----- EXCERPT TO READ -----

But how do we spread this message that modest weight loss can go a long way when it comes to the financial costs of obesity and encourage action among all stakeholders? First, we need to acknowledge that we have achieved great first steps in defining obesity by assessing ones BMI, the declaration by the American Medical Association that obesity is a disease, by clearly labeling nutrition information and ingredients on labels and menus, and the efforts made to ensure kids receive healthy lunches in schools. Another notable achievement is the availability of safe and effective pharmacologic treatment for weight loss and maintenance.

We need to continue spreading the message and educating ALL stakeholders about the benefits of weight loss (whether via behavior modification, pharmacologic treatment, or surgery) to individuals and to our government. We have made great strides to have received coverage from CMS for both behavioral treatments of obesity as well as bariatric surgery.  The next step is to achieve universal coverage for the pharmacologic treatment for patients that suffer from the disease of obesity.

----- EXTRACTED MATERIAL -----

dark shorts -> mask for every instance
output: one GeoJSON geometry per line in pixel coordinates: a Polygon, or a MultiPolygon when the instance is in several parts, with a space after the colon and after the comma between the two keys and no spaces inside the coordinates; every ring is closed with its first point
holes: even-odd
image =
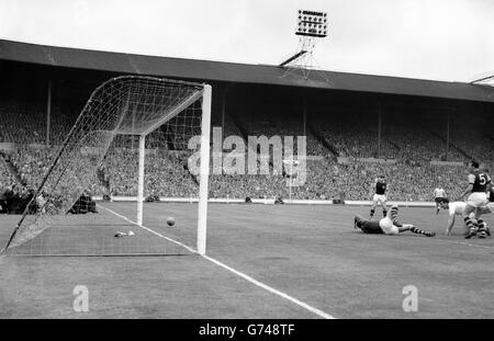
{"type": "Polygon", "coordinates": [[[361,225],[360,228],[364,234],[384,234],[384,231],[382,230],[382,228],[379,226],[379,221],[370,221],[370,220],[366,220],[363,221],[363,224],[361,225]]]}

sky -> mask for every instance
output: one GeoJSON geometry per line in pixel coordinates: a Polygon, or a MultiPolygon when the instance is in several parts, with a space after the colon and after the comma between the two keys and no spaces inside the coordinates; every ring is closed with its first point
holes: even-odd
{"type": "Polygon", "coordinates": [[[442,81],[494,75],[494,0],[0,0],[0,38],[279,65],[297,10],[327,12],[313,66],[442,81]]]}

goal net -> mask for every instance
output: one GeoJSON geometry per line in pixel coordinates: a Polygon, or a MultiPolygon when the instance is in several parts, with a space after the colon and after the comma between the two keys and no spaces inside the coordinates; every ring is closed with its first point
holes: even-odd
{"type": "Polygon", "coordinates": [[[210,120],[210,86],[135,76],[102,83],[1,253],[205,253],[210,120]],[[194,204],[155,203],[162,197],[194,204]]]}

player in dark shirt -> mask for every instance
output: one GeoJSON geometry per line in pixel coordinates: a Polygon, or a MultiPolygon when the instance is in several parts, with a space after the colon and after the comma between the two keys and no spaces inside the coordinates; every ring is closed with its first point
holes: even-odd
{"type": "Polygon", "coordinates": [[[481,168],[476,161],[470,161],[469,170],[469,186],[461,194],[461,198],[469,194],[467,206],[463,209],[463,221],[468,228],[464,238],[471,238],[478,232],[479,238],[485,238],[487,236],[486,224],[480,218],[482,215],[480,207],[489,203],[486,192],[491,191],[492,181],[486,169],[481,168]],[[471,217],[471,213],[475,214],[475,218],[471,217]]]}
{"type": "Polygon", "coordinates": [[[427,237],[436,236],[435,232],[416,228],[412,224],[401,224],[397,219],[397,205],[393,205],[389,214],[379,221],[366,220],[360,216],[356,216],[353,218],[353,228],[360,228],[364,234],[397,235],[411,231],[427,237]]]}

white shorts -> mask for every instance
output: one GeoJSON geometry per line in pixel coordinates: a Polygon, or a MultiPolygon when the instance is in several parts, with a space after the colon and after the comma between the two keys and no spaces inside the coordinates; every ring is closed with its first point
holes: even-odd
{"type": "Polygon", "coordinates": [[[467,204],[473,207],[480,207],[486,205],[487,203],[487,194],[485,194],[484,192],[474,192],[470,194],[469,198],[467,200],[467,204]]]}
{"type": "Polygon", "coordinates": [[[386,196],[384,194],[374,194],[374,196],[372,196],[372,201],[378,204],[385,204],[386,202],[386,196]]]}
{"type": "Polygon", "coordinates": [[[379,227],[383,230],[386,235],[397,235],[400,234],[400,230],[397,226],[393,225],[393,220],[391,218],[385,217],[379,220],[379,227]]]}

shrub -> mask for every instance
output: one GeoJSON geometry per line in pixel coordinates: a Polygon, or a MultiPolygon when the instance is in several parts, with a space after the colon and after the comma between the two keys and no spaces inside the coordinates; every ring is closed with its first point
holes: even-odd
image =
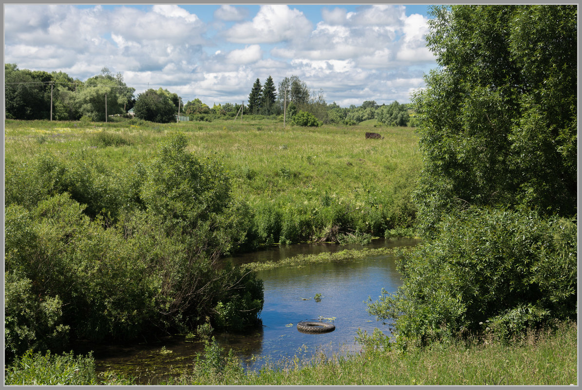
{"type": "Polygon", "coordinates": [[[293,116],[292,123],[297,126],[321,126],[322,123],[312,114],[300,111],[293,116]]]}
{"type": "Polygon", "coordinates": [[[72,353],[43,354],[29,350],[8,367],[5,384],[82,386],[97,385],[99,381],[91,354],[76,357],[72,353]]]}
{"type": "Polygon", "coordinates": [[[445,217],[435,239],[400,259],[398,269],[403,286],[383,291],[368,311],[395,320],[402,339],[485,330],[506,338],[576,315],[575,221],[470,208],[445,217]]]}
{"type": "Polygon", "coordinates": [[[29,349],[58,349],[68,338],[62,324],[62,302],[58,296],[38,296],[32,281],[7,272],[4,278],[4,342],[10,360],[29,349]]]}

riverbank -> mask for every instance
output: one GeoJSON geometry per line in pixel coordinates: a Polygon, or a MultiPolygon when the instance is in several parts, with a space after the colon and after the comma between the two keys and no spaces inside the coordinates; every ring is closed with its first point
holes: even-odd
{"type": "Polygon", "coordinates": [[[307,363],[292,359],[283,369],[247,374],[227,360],[221,371],[194,369],[166,384],[577,385],[577,334],[576,323],[563,322],[509,345],[492,340],[469,346],[435,343],[406,353],[321,356],[307,363]]]}
{"type": "MultiPolygon", "coordinates": [[[[258,271],[273,270],[280,267],[301,267],[307,264],[328,261],[345,261],[370,256],[381,256],[395,253],[399,248],[374,248],[371,249],[345,249],[339,252],[324,252],[317,254],[298,254],[278,261],[247,263],[242,268],[258,271]]],[[[399,249],[402,250],[402,249],[399,249]]]]}
{"type": "MultiPolygon", "coordinates": [[[[562,322],[554,330],[530,332],[509,345],[491,340],[469,346],[433,343],[406,353],[372,350],[348,357],[320,355],[310,361],[292,358],[283,368],[267,366],[248,373],[235,358],[220,355],[219,349],[209,344],[205,363],[201,360],[189,372],[161,384],[576,385],[577,335],[575,322],[562,322]]],[[[134,383],[111,372],[88,373],[92,358],[63,360],[54,355],[52,363],[25,359],[8,367],[5,384],[134,383]],[[85,376],[79,378],[76,369],[85,376]]]]}

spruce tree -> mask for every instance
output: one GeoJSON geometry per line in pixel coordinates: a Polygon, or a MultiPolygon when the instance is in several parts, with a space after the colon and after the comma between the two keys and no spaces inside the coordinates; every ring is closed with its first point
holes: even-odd
{"type": "Polygon", "coordinates": [[[257,79],[253,85],[253,89],[251,90],[250,94],[249,94],[249,111],[253,114],[258,114],[258,111],[261,109],[262,89],[261,80],[257,79]]]}
{"type": "Polygon", "coordinates": [[[265,115],[270,115],[275,113],[276,108],[275,100],[277,95],[275,90],[273,78],[269,76],[267,81],[265,81],[265,85],[262,86],[261,105],[262,111],[265,115]]]}

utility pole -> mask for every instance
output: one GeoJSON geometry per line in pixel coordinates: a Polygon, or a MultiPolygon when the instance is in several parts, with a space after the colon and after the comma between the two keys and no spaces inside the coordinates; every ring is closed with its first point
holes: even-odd
{"type": "Polygon", "coordinates": [[[285,117],[287,116],[287,88],[285,88],[285,94],[283,97],[283,128],[285,128],[285,117]]]}
{"type": "Polygon", "coordinates": [[[51,122],[52,122],[52,81],[51,81],[51,122]]]}

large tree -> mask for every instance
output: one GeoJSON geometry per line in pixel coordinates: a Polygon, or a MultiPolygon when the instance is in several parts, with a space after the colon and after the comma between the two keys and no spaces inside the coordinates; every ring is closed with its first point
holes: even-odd
{"type": "Polygon", "coordinates": [[[282,108],[285,101],[287,104],[293,102],[296,106],[302,107],[309,101],[309,88],[299,76],[293,75],[290,77],[285,77],[279,83],[278,97],[282,108]]]}
{"type": "Polygon", "coordinates": [[[251,114],[258,114],[261,109],[261,103],[262,100],[262,87],[261,80],[257,79],[253,84],[253,89],[249,94],[249,111],[251,114]]]}
{"type": "Polygon", "coordinates": [[[576,6],[453,6],[432,15],[427,41],[439,68],[413,98],[423,228],[469,205],[574,214],[576,6]]]}
{"type": "Polygon", "coordinates": [[[414,97],[423,243],[370,311],[396,345],[576,317],[577,10],[433,9],[439,65],[414,97]]]}
{"type": "Polygon", "coordinates": [[[140,94],[133,106],[133,111],[137,118],[160,123],[173,121],[177,109],[161,88],[158,91],[149,89],[140,94]]]}
{"type": "Polygon", "coordinates": [[[104,68],[101,74],[88,79],[79,91],[81,113],[94,120],[104,120],[106,108],[108,115],[125,114],[135,91],[125,84],[121,73],[114,76],[104,68]]]}
{"type": "Polygon", "coordinates": [[[266,115],[270,115],[275,113],[276,108],[275,105],[277,96],[276,91],[276,88],[275,87],[275,83],[273,82],[273,78],[269,76],[262,86],[262,95],[261,101],[262,112],[266,115]]]}
{"type": "Polygon", "coordinates": [[[6,116],[16,119],[49,119],[51,82],[45,72],[19,69],[16,64],[5,64],[6,116]]]}

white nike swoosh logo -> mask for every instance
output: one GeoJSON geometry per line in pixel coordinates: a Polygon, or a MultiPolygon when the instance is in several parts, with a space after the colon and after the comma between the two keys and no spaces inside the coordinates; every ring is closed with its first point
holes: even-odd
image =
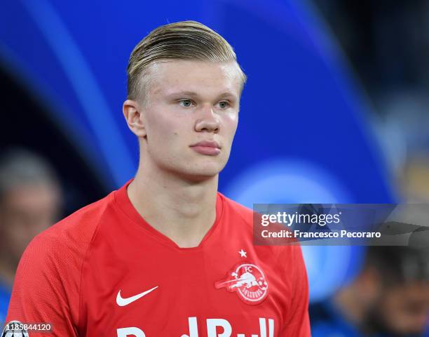
{"type": "Polygon", "coordinates": [[[144,296],[147,295],[149,293],[150,293],[151,291],[153,291],[156,288],[158,288],[158,286],[154,286],[151,289],[147,290],[146,291],[143,291],[142,293],[137,293],[137,295],[135,295],[134,296],[128,297],[128,298],[123,298],[121,296],[121,291],[119,291],[118,292],[118,296],[116,296],[116,304],[119,305],[120,307],[124,307],[125,305],[128,305],[128,304],[132,303],[135,300],[137,300],[139,298],[142,298],[144,296]]]}

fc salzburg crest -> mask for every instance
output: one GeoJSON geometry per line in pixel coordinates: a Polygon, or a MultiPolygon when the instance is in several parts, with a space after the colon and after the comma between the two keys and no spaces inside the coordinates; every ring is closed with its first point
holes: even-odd
{"type": "Polygon", "coordinates": [[[225,287],[236,291],[240,299],[247,304],[259,304],[268,293],[268,283],[261,268],[250,263],[242,263],[230,270],[226,277],[214,283],[217,289],[225,287]]]}

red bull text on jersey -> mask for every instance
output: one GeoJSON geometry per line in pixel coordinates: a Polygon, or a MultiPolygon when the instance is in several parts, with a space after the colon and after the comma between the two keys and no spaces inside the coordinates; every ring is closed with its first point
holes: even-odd
{"type": "Polygon", "coordinates": [[[299,246],[254,246],[252,211],[218,193],[212,227],[180,248],[137,213],[130,183],[33,239],[6,322],[52,326],[30,337],[310,336],[299,246]]]}

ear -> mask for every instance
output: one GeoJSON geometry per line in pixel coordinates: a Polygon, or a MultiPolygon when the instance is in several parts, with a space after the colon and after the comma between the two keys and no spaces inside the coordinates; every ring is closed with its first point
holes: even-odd
{"type": "Polygon", "coordinates": [[[146,137],[146,128],[140,105],[136,100],[127,100],[123,103],[122,112],[130,130],[139,138],[146,137]]]}

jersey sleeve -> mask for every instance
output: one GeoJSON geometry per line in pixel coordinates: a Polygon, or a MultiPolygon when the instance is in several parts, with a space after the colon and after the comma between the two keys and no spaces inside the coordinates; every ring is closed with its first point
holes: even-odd
{"type": "Polygon", "coordinates": [[[288,318],[280,333],[281,337],[310,337],[308,318],[308,280],[301,246],[290,246],[290,264],[286,272],[292,275],[292,298],[288,318]]]}
{"type": "Polygon", "coordinates": [[[50,324],[52,331],[27,329],[30,337],[77,336],[80,265],[67,238],[45,232],[20,261],[6,323],[50,324]]]}

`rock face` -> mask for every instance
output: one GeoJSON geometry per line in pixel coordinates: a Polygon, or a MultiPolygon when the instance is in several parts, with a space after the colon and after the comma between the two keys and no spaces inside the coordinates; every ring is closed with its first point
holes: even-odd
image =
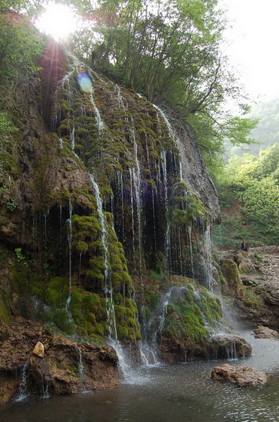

-----

• TASK OBJECTIVE
In the passage on the costs of obesity, what is named as the next step after CMS coverage of behavioral treatments and bariatric surgery? None of the items above are needed for this work.

• THE COMPLETED TASK
Achieving universal coverage for the pharmacologic treatment of patients who suffer from the disease of obesity.